A block of data ▸
━━━━━━━━━━━━━━━━━━━━

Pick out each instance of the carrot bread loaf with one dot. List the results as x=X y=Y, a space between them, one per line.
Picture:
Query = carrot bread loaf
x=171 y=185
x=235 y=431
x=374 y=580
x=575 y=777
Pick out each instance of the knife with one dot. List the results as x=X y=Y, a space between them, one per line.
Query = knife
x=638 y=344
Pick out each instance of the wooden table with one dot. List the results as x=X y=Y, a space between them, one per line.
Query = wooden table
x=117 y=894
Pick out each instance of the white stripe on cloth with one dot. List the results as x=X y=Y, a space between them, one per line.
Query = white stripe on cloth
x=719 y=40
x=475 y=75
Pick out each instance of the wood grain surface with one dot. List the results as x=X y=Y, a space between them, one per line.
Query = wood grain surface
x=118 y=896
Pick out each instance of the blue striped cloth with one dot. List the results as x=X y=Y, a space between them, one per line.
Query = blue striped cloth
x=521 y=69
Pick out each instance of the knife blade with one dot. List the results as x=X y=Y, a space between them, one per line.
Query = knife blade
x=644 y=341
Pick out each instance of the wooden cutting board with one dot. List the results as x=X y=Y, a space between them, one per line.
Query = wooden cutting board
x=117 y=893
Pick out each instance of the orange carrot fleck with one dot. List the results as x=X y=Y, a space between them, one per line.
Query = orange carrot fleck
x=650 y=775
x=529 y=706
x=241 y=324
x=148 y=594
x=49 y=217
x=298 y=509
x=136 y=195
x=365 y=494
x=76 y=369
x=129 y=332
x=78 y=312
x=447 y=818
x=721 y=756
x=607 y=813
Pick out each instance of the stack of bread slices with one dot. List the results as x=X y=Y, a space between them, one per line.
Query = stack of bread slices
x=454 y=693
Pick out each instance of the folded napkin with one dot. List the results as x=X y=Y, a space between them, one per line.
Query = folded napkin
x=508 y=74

━━━━━━━━━━━━━━━━━━━━

TO DO ▸ Could you reproduce the lines of the material starting at the line containing "Pick out each instance of the folded" and ending at the end of the material, requests included, with every x and y coordinate in the answers shifted by -40?

WRITTEN RESPONSE ▸
Pick out each instance of the folded napkin with one dot. List the results as x=X y=Y, a space between them, one per line.
Query = folded napkin
x=468 y=34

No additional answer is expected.